What the task requires: Rewrite the passage of the X-ray analysis text from "XRD, XRF, and" through "is very different.", substituting "related" for "complementary".
(Beginning of Text excerpt)
X-ray analysis

X-ray diffraction  (XRD) and x-ray scattering can be used, for example, to analyze a samples’ crystal structure (X-ray crystallography) or to identify and quantify crystalline phases in a sample (X-ray powder diffraction / XRPD). 

X-Ray diffractometers  can also be extended with tools and accessories to visualize the internal structure an object, or use x-ray scattering to determine nanoparticle size distributions.    

X-ray fluorescence  (XRF) is a widely used non-destructive and fast technique to determine the elemental composition of a material requiring only minimal sample preparation. 

XRF analyzers can be used for various applications, ranging from screening incoming goods for toxic elements to precise analysis in high-throughput, production-critical environments. 

Malvern Panalytical has a range of XRF analyzers to meet your challenges.

X-ray absorption spectroscopy (XAS) is a powerful element-specific technique used to investigate the local chemical environment, oxidation state, and atomic coordination of elements within a material.

By measuring how x-rays are absorbed as their energy is varied across an element’s absorption edge, XAS provides detailed information about electronic structure and short-range order, even in amorphous, disordered, or dilute systems where diffraction techniques may be limited.

XAS encompasses techniques such as X-ray Absorption Near Edge Structure (XANES) and Extended X-ray Absorption Fine Structure (EXAFS), making it valuable for research in catalysis, energy storage, environmental science, mining, advanced materials, and life sciences.

Malvern Panalytical offers XAS solutions that enable researchers to gain deeper insight into material chemistry and structure.

XRD, XRF, and XAS are complementary techniques with several similarities, as all use X-ray interactions to provide information about materials. However, the information provided by each technique is very different.

XRD provides information about the crystalline phases present in a sample and can distinguish between compounds, for example, different oxidation states (Fe₂O₃/Fe₃O₄) or different polymorphs (hematite vs. maghemite, both being ferric oxide Fe₂O₃).
(End of Text excerpt)
(Beginning of Information)
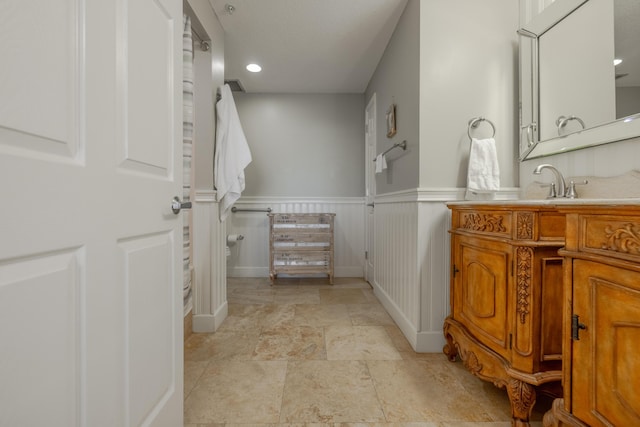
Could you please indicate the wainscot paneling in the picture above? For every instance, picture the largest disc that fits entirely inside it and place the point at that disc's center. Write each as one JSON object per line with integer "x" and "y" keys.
{"x": 250, "y": 256}
{"x": 411, "y": 260}
{"x": 209, "y": 263}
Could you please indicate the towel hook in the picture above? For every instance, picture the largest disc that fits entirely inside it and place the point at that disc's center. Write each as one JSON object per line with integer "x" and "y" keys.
{"x": 473, "y": 123}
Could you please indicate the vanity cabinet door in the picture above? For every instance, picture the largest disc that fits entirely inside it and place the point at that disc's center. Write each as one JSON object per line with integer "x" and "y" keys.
{"x": 481, "y": 292}
{"x": 605, "y": 359}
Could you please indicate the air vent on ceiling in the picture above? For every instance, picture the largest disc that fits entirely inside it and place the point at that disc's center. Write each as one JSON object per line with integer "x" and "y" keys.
{"x": 235, "y": 85}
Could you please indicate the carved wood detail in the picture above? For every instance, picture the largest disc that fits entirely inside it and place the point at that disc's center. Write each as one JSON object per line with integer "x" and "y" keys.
{"x": 524, "y": 225}
{"x": 625, "y": 239}
{"x": 524, "y": 259}
{"x": 484, "y": 222}
{"x": 522, "y": 397}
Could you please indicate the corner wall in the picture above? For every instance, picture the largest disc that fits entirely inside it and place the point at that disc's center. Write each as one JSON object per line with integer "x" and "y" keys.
{"x": 209, "y": 261}
{"x": 465, "y": 67}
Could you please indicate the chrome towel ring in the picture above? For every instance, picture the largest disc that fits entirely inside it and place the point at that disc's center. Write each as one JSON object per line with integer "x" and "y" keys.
{"x": 473, "y": 123}
{"x": 562, "y": 122}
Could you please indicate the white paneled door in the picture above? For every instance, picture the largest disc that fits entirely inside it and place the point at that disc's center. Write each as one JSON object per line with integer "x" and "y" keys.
{"x": 90, "y": 159}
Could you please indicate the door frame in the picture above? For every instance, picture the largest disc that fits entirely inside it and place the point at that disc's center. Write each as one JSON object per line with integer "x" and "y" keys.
{"x": 370, "y": 188}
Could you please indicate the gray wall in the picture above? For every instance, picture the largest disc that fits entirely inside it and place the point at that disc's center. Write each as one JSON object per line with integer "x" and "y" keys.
{"x": 397, "y": 80}
{"x": 468, "y": 68}
{"x": 448, "y": 62}
{"x": 303, "y": 145}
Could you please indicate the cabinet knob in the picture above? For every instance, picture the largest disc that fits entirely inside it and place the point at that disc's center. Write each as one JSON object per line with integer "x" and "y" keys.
{"x": 576, "y": 326}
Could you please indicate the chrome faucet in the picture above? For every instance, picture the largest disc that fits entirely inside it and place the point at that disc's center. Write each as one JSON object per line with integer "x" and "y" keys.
{"x": 559, "y": 188}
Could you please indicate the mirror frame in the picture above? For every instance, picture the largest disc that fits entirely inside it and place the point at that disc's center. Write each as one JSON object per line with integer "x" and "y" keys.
{"x": 532, "y": 148}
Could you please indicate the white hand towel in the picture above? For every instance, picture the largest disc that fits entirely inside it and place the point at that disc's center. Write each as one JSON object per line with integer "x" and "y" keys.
{"x": 381, "y": 163}
{"x": 232, "y": 153}
{"x": 484, "y": 173}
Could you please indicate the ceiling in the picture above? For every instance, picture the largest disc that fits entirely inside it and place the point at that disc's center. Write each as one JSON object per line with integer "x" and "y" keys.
{"x": 306, "y": 46}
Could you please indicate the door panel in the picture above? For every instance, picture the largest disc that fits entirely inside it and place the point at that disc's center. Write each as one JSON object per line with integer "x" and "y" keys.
{"x": 482, "y": 300}
{"x": 607, "y": 301}
{"x": 40, "y": 318}
{"x": 90, "y": 252}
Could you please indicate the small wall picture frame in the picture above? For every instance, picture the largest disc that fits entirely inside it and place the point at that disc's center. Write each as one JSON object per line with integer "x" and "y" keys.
{"x": 391, "y": 121}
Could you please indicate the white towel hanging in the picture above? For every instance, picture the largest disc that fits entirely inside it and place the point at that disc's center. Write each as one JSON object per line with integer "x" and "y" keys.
{"x": 381, "y": 163}
{"x": 484, "y": 172}
{"x": 232, "y": 153}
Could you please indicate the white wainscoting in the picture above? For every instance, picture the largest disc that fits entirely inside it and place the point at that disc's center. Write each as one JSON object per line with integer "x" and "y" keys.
{"x": 250, "y": 257}
{"x": 412, "y": 259}
{"x": 209, "y": 263}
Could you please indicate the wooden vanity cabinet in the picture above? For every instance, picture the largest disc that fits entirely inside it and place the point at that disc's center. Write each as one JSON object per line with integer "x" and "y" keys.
{"x": 602, "y": 318}
{"x": 506, "y": 298}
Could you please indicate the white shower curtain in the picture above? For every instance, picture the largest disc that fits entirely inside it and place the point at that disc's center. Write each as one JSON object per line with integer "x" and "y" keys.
{"x": 187, "y": 146}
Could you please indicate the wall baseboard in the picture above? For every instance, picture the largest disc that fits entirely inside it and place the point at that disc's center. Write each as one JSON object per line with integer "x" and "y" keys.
{"x": 206, "y": 323}
{"x": 349, "y": 271}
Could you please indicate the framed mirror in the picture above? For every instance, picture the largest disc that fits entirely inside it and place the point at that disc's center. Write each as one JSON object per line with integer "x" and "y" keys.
{"x": 572, "y": 96}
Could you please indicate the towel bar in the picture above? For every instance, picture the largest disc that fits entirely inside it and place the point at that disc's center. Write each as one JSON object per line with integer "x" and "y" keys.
{"x": 402, "y": 145}
{"x": 473, "y": 123}
{"x": 234, "y": 210}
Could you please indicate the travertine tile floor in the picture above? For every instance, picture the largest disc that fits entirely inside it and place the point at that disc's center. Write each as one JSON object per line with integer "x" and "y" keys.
{"x": 302, "y": 352}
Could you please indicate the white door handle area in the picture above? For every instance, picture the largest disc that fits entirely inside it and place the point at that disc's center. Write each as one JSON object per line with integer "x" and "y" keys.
{"x": 177, "y": 205}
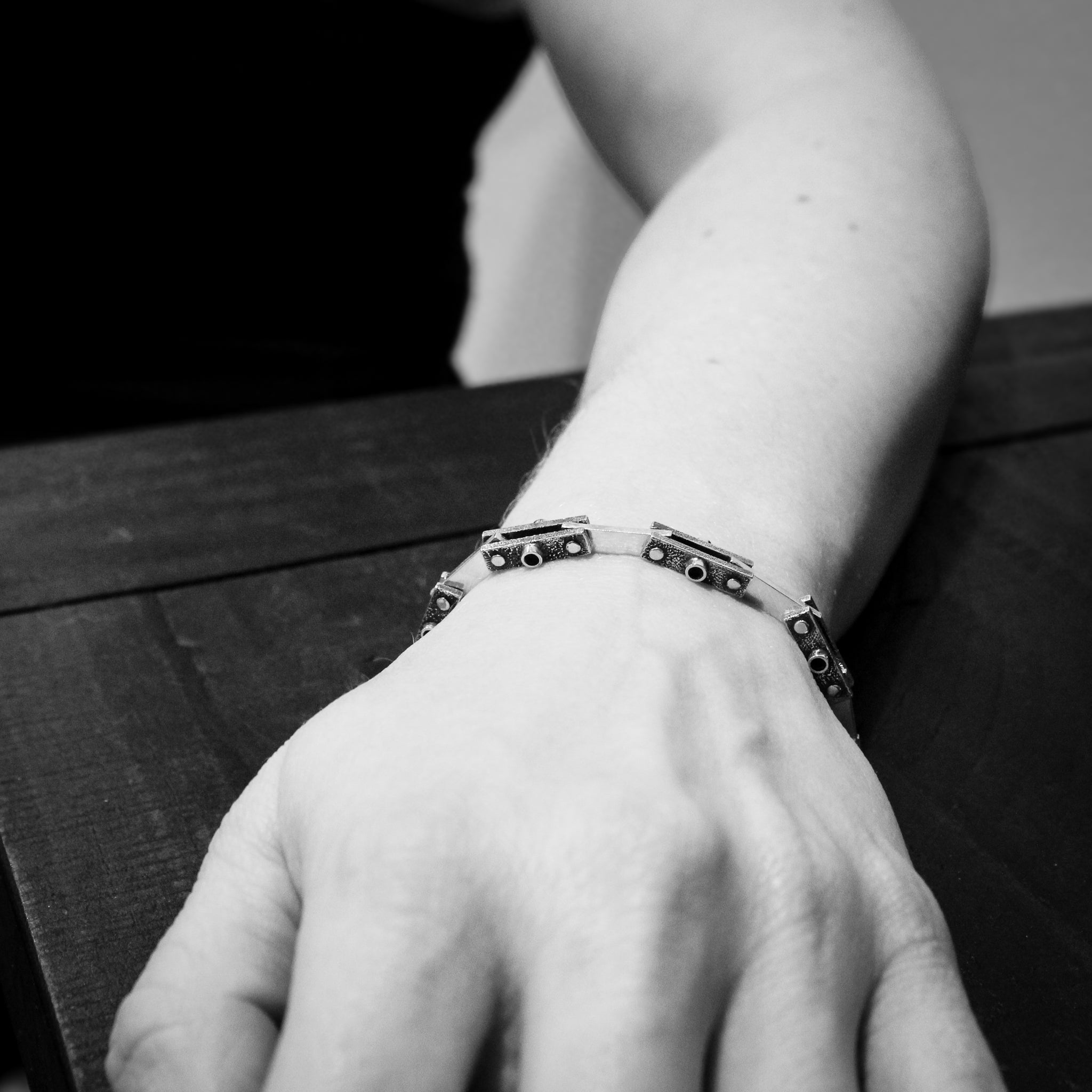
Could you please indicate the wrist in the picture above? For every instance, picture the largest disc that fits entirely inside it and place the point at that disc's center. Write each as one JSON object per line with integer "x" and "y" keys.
{"x": 602, "y": 614}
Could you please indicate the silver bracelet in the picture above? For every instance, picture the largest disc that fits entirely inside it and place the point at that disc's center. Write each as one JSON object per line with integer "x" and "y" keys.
{"x": 532, "y": 545}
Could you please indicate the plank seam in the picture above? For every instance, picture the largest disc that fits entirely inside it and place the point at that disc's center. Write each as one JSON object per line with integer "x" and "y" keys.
{"x": 238, "y": 574}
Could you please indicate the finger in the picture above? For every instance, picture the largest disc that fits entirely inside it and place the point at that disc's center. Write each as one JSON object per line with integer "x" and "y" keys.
{"x": 386, "y": 996}
{"x": 203, "y": 1015}
{"x": 793, "y": 1017}
{"x": 920, "y": 1033}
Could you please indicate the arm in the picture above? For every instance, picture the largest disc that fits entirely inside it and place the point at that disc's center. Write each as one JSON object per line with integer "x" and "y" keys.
{"x": 792, "y": 323}
{"x": 600, "y": 829}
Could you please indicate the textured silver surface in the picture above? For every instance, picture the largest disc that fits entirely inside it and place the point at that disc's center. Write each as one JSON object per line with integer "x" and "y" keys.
{"x": 567, "y": 540}
{"x": 676, "y": 550}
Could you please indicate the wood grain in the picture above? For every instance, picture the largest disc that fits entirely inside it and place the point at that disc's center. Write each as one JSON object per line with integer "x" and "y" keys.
{"x": 170, "y": 506}
{"x": 130, "y": 724}
{"x": 166, "y": 507}
{"x": 261, "y": 575}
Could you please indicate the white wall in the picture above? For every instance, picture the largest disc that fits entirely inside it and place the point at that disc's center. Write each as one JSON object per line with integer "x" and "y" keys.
{"x": 549, "y": 224}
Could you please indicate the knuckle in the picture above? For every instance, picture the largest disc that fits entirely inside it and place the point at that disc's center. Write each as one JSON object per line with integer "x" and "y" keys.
{"x": 908, "y": 912}
{"x": 146, "y": 1048}
{"x": 809, "y": 892}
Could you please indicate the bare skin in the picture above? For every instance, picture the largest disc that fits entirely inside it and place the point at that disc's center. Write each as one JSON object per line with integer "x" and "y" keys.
{"x": 599, "y": 816}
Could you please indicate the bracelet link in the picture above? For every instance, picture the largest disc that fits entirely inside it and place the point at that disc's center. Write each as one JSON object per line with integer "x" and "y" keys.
{"x": 809, "y": 631}
{"x": 532, "y": 545}
{"x": 698, "y": 559}
{"x": 443, "y": 600}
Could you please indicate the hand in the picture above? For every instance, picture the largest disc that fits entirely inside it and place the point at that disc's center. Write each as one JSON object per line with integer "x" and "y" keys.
{"x": 598, "y": 831}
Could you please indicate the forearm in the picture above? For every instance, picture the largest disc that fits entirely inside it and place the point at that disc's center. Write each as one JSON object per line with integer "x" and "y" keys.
{"x": 783, "y": 341}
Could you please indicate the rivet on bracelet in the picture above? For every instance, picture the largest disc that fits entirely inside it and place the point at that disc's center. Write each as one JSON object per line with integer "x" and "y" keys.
{"x": 696, "y": 571}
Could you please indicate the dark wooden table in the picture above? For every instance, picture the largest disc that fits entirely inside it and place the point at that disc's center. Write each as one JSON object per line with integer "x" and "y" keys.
{"x": 174, "y": 603}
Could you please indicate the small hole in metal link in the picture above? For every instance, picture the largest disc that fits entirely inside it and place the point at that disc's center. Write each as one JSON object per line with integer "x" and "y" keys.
{"x": 696, "y": 571}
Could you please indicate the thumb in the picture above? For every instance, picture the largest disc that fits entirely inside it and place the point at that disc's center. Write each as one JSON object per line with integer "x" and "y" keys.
{"x": 205, "y": 1013}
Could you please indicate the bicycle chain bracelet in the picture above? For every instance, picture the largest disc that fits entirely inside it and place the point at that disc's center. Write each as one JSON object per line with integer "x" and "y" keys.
{"x": 532, "y": 545}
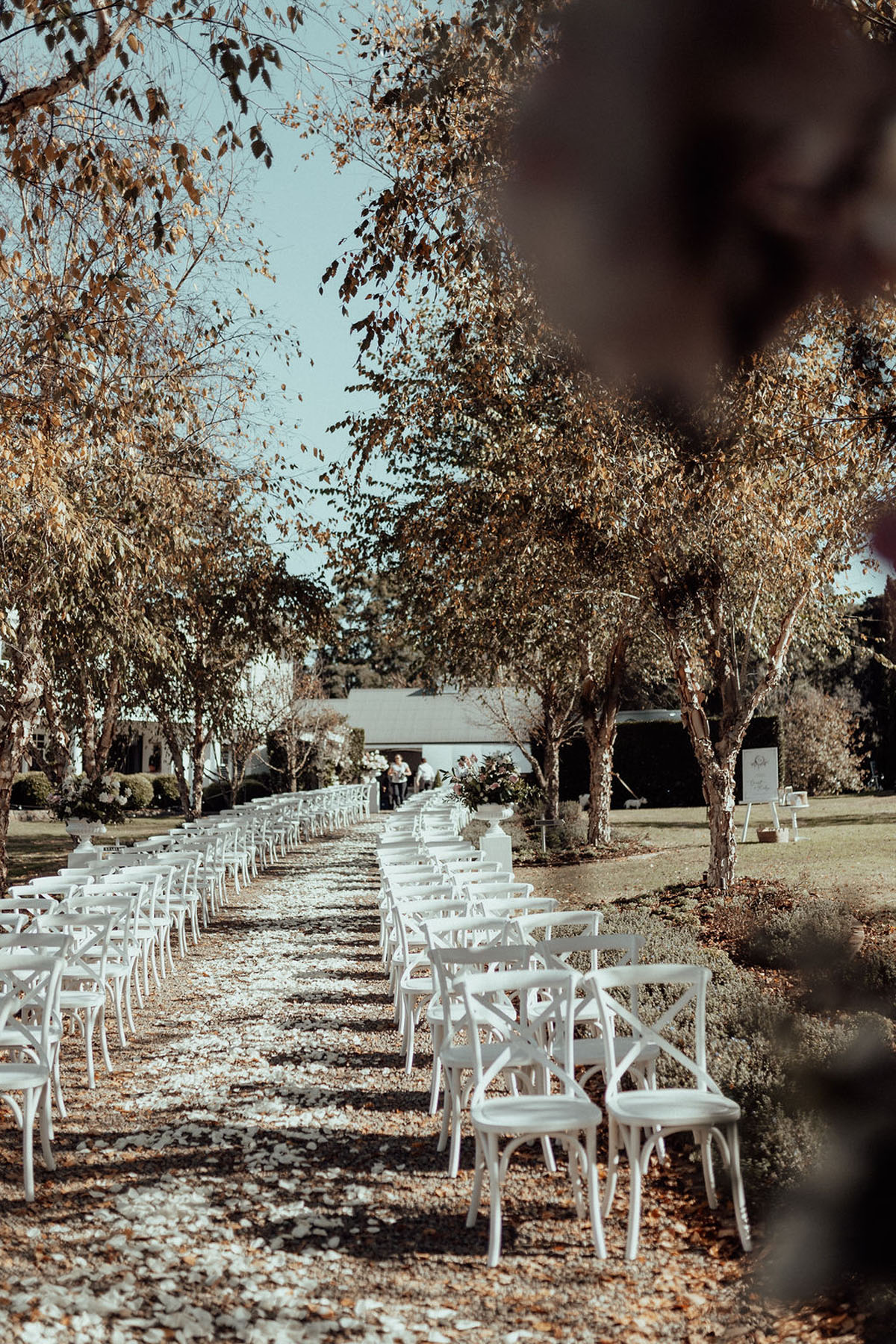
(End of Information)
Reply:
XRD, XRF, and XAS are related techniques with several similarities, as all use X-ray interactions to provide information about materials. However, the information provided by each technique is very different.